### MATERIAL PROVIDED

•••

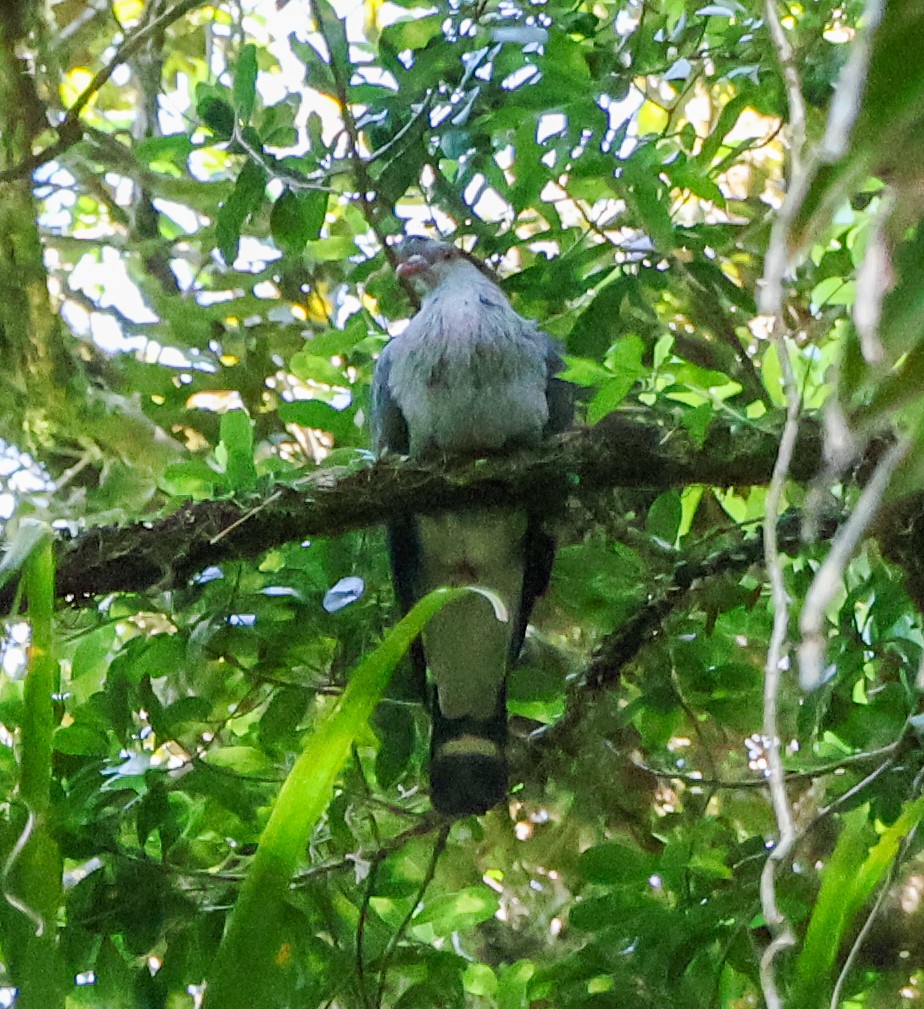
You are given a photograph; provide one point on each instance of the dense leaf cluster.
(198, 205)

•••

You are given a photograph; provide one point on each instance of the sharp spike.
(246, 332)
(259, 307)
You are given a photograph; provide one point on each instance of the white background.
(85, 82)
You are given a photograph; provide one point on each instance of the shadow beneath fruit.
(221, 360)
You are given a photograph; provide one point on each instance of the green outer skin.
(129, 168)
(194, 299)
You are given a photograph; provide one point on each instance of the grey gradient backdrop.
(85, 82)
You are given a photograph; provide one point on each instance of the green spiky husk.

•••

### YOUR TASK
Please retype the part of the records above that opens with the line containing "grey gradient backdrop." and closes with the line containing "green spiky husk.", both lines included, character for character.

### SOLUTION TO THIS EXERCISE
You are given a photograph; provide one point on each instance of the grey gradient backdrop.
(85, 82)
You are given a photograph; provide one point on each instance of the green spiky husk.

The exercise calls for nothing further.